_Arbeitsauftrag:_
Schreib die folgenden Einträge Zeile für Zeile unverändert ab.

[Einträge des Datensatzes]
== == ==

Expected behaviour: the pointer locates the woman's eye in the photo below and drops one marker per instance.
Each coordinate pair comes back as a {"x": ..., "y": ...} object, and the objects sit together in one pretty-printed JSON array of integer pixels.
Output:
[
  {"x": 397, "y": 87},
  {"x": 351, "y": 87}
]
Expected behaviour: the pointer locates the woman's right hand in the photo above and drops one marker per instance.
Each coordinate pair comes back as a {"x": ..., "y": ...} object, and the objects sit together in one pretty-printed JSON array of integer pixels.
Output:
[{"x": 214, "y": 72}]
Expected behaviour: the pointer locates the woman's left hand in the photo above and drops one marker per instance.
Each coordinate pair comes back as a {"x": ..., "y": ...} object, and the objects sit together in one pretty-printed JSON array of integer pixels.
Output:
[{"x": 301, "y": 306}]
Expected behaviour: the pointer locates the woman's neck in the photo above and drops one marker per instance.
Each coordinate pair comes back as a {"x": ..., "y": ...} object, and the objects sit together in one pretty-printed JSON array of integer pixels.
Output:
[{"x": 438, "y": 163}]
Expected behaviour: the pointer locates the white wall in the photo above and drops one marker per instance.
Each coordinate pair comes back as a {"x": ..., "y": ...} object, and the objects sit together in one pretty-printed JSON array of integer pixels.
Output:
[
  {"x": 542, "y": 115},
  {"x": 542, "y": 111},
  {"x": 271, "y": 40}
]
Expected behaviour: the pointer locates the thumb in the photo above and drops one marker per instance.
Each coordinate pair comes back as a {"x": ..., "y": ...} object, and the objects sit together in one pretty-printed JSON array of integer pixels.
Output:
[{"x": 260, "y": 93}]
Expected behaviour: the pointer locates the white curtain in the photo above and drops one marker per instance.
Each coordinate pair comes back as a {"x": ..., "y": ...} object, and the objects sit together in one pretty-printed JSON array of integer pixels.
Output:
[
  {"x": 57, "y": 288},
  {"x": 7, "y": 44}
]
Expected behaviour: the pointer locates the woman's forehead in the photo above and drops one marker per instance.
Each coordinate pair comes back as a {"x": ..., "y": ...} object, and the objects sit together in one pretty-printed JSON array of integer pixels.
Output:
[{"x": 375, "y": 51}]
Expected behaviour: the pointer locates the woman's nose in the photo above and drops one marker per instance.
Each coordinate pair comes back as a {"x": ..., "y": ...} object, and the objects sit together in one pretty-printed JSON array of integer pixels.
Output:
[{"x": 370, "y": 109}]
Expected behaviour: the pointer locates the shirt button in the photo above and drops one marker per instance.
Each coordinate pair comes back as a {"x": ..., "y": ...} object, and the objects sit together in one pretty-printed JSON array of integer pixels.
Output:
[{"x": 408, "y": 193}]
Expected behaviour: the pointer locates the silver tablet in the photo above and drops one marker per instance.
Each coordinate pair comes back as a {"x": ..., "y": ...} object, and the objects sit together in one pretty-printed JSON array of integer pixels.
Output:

== == ==

_Erledigte Aufgabe:_
Expected behaviour: the pointer locates the woman's eye in the photo below and drops one marker per instance.
Each coordinate pair comes back as a {"x": ..., "y": ...} object, and the objects sit together in one pretty-printed JSON array of integer pixels.
Output:
[
  {"x": 397, "y": 87},
  {"x": 351, "y": 87}
]
Expected behaviour: the pointer locates the woman's right hand in the photo above and drops one marker per instance.
Each coordinate pair comes back as a {"x": ..., "y": ...} object, and the objects sit together in one pretty-printed JSON array of integer pixels.
Output:
[{"x": 214, "y": 72}]
Expected behaviour: the pointer locates the woman's left hand in the photo above and drops one marker per instance.
Each coordinate pair comes back as a {"x": ..., "y": ...} object, and the objects sit together in one pretty-printed JSON array of integer pixels.
Output:
[{"x": 301, "y": 306}]
Expected behaviour: the pointer locates the woman's neck in the photo above and drops one marker per instance.
Each coordinate pair comes back as a {"x": ..., "y": ...} object, and the objects sit together in one pretty-printed JSON array of integer pixels.
Output:
[{"x": 438, "y": 163}]
Expected behaviour: the pointer locates the white wall in the photo above and drops one marker per instance.
Each coordinate pair comes back as a {"x": ..., "y": ...} object, and the objects sit together in one pretty-printed JSON array of integer pixels.
Output:
[
  {"x": 542, "y": 115},
  {"x": 542, "y": 111},
  {"x": 271, "y": 40}
]
Expected behaviour: the pointer locates the thumb in the photo above and drops one marker per instance.
Each coordinate pair comes back as a {"x": ..., "y": ...} object, and the objects sit together in one pretty-printed JSON array of integer pixels.
Output:
[{"x": 260, "y": 93}]
Expected behaviour: the pointer locates the white curtain in the photo above and drops one marker per instance.
Each coordinate pair comes back as a {"x": ..., "y": ...} object, and the objects sit together in one pretty-printed JSON array of integer pixels.
Output:
[
  {"x": 57, "y": 288},
  {"x": 7, "y": 44}
]
Expected behaviour: the pointer locates the woman's forehead in the photo above and drops one marker per instance.
Each coordinate pair comes back as a {"x": ..., "y": ...} object, and the objects sit together in one pretty-printed JSON array of integer pixels.
Output:
[{"x": 375, "y": 51}]
Expected behaviour: the pointer locates the woman's nose in the photo above and drops one marker per instance.
Each coordinate pair comes back as a {"x": ..., "y": ...} object, and the objects sit together in one pretty-printed JSON array of integer pixels.
Output:
[{"x": 370, "y": 109}]
Expected behaviour: the pointer locates the shirt button in the photo above and drops one marker per instance.
Each coordinate pair comes back as a {"x": ..., "y": ...} object, and the objects sit together in one pretty-printed JSON array of integer pixels.
Output:
[{"x": 408, "y": 193}]
Expected behaviour: the pointer locates the silver tablet in the photo above and drops one marker per instance.
Each coordinate pair comes back as a {"x": ..., "y": ...} object, and the objects sit together in one pretty-printed JSON array of integer pixels.
Output:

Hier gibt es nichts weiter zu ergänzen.